— START QUOTED PASSAGE —

Introduction

The zeolite ZSM-5 (Zeolites Socony Mobil) is an aluminosilicate with high silica ratio with suitable properties for catalysis, adsorption and membrane applications (Jacobs 1981, Tavolaro and Drioli 1999, Weitkamp 2000). Researchers (Argauer and Landolt 1972) of Mobil Oil Corporation obtained the first patent on the synthesis of ZSM-5 zeolite, in which they described that this zeolite can be formed with molar ratios of SiO2/Al2O3 varying between 20 and 120. Depending on this ratio, the acidity and surface properties of ZSM-5 vary and therefore it is important to carefully control this parameter in the final product (Armaroli et al. 2006, Shirazi et al. 2008).

Typical syntheses of ZSM-5 require sources of silicon and aluminium, a mineralizer (e.g. OH or F) and an organic molecule as templating agent. Quaternary ammonium compounds like tetrapropyl ammonium bromide (TPA-Br) (Padovan et al. 1984, Shirazi et al. 2008) and tetrapropyl ammonium hydroxide (TPA-OH) (Kotasthane and Shiralkar 1986) are mostly used for the synthesis of ZSM-5. Unfortunately, these quaternary ammonium compounds are rather expensive. The molecule n-butylamine was reported (Sang et al. 2004, Zhao 2005, Martins et al. 2006, Feng et al. 2009) as an alternative templating agent to replace TPA-Br and TPA-OH and is about 100 times less expensive on a molar basis. In the past two decades, efforts have also been undertaken to identify inexpensive Si and Al sources to synthesize ZSM-5(Chareonpanich et al. 2004, Sanhueza et al. 2004, Mignoni et al. 2007, Aliev et al. 2011) and it has been shown that kaolin clay and diatomaceous earth are two suitable and inexpensive sources of silica and alumina.

— END QUOTED PASSAGE —

OBJECTIVES
1 – In the ZSM-5 introduction, repeat the passage starting at "Introduction" and ending at "et al. 2008).".
2 – Decide whether each statement agrees with the ZSM-5 introduction, answering yes or no and quoting the deciding words: (a) the first patent on ZSM-5 synthesis described SiO2/Al2O3 molar ratios between 20 and 120; (b) n-butylamine costs more per mole than the quaternary ammonium templating agents; (c) kaolin clay has been shown to be an inexpensive source of silica and alumina.
3 – Resume the ZSM-5 introduction from the point where it stops.
The rows after this point are separate material.

— START EXTRACTED DATA —

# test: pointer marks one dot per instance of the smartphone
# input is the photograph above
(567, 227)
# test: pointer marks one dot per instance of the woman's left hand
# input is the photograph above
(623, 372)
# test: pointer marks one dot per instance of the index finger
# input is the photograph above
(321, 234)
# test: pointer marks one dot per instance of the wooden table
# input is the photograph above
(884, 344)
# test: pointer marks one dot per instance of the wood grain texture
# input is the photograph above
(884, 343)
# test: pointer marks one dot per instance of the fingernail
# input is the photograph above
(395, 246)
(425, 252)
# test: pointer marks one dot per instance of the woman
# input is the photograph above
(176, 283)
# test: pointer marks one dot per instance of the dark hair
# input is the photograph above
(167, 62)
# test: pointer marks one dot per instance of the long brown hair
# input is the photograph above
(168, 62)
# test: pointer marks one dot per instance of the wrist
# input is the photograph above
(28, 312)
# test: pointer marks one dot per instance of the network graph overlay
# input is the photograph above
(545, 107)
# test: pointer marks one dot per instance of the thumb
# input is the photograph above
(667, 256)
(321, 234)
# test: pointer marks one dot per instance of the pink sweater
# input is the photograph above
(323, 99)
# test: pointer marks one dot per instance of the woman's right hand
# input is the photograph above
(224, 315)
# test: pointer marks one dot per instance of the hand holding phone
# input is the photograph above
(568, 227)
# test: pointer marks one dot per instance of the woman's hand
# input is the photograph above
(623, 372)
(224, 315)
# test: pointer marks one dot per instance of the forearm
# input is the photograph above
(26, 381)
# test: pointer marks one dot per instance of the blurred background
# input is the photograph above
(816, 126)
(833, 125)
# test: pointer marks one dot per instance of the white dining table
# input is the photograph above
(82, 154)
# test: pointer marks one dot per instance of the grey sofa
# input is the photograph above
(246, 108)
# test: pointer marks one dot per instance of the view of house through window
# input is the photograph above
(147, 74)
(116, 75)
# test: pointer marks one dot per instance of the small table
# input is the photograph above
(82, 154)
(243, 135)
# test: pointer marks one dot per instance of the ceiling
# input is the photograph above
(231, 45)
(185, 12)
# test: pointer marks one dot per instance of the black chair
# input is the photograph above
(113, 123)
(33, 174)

— END EXTRACTED DATA —
— START EXTRACTED DATA —

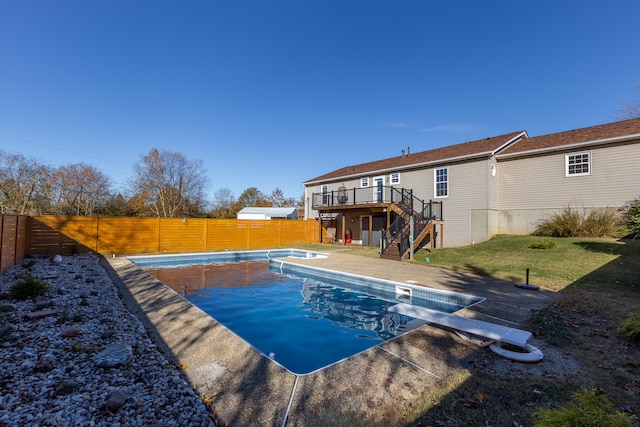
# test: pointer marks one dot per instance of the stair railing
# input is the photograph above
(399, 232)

— END EXTRACTED DATA —
— START EXTRACTED DATA —

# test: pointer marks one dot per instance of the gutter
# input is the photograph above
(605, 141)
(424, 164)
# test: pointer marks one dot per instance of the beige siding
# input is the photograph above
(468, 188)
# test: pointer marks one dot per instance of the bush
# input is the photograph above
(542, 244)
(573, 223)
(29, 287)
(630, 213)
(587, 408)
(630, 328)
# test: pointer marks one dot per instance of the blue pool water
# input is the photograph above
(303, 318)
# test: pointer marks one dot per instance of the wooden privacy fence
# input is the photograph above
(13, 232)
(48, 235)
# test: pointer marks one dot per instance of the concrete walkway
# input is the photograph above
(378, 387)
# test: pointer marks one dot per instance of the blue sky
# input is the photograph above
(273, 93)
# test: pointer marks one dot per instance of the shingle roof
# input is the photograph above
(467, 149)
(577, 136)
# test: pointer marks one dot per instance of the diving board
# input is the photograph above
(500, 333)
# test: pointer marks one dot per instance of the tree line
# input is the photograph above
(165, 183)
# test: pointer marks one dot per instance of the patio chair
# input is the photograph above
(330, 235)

— END EXTRACTED DATA —

TASK RESULTS
1 –
Introduction

The zeolite ZSM-5 (Zeolites Socony Mobil) is an aluminosilicate with high silica ratio with suitable properties for catalysis, adsorption and membrane applications (Jacobs 1981, Tavolaro and Drioli 1999, Weitkamp 2000). Researchers (Argauer and Landolt 1972) of Mobil Oil Corporation obtained the first patent on the synthesis of ZSM-5 zeolite, in which they described that this zeolite can be formed with molar ratios of SiO2/Al2O3 varying between 20 and 120. Depending on this ratio, the acidity and surface properties of ZSM-5 vary and therefore it is important to carefully control this parameter in the final product (Armaroli et al. 2006, Shirazi et al. 2008).

2 –
(a) Yes: "this zeolite can be formed with molar ratios of SiO2/Al2O3 varying between 20 and 120"
(b) No: "is about 100 times less expensive on a molar basis"
(c) Yes: "kaolin clay and diatomaceous earth are two suitable and inexpensive sources of silica and alumina"

3 –
Kaolin clay contains kaolinite with a SiO2/Al2O3 molar ratio close to 2 and therefore it is well suited for the preparation of low-silica zeolites such as zeolite A (Costa et al. 1988, Murat et al. 1992, Chandrasekhar et al. 1997, Sanhueza et al. 1999). To obtain this zeolite from kaolin, two steps are necessary: first, a thermal treatment of kaolin to obtain an amorphous and reactive material denoted metakaolin. The second step is a hydrothermal treatment to convert metakaolin to zeolite in an alkaline aqueous medium. Preparation of zeolites with higher SiO2/Al2O3 molar ratios such as zeolites X (De Lucas et al. 1992, Caballero et al. 2007, Colina and Llorens 2007) and Y (Bosch et al. 1983, Atta et al. 2007) from kaolinite has also been reported. However, the syntheses of these zeolites require either an increase of the amount of silica or partial removal of aluminium. The first alternative implies using an additional source of silica with high solubility, e.g. sodium silicate. The second alternative, i.e. dealumination, consists in either leaching kaolin in a solution of an inorganic acid (HCl, H2SO4, HNO3) (Ford 1992) or alternatively calcining the kaolin with an inorganic acid (H2SO4) (Colina et al. 2001, Colina et al. 2002)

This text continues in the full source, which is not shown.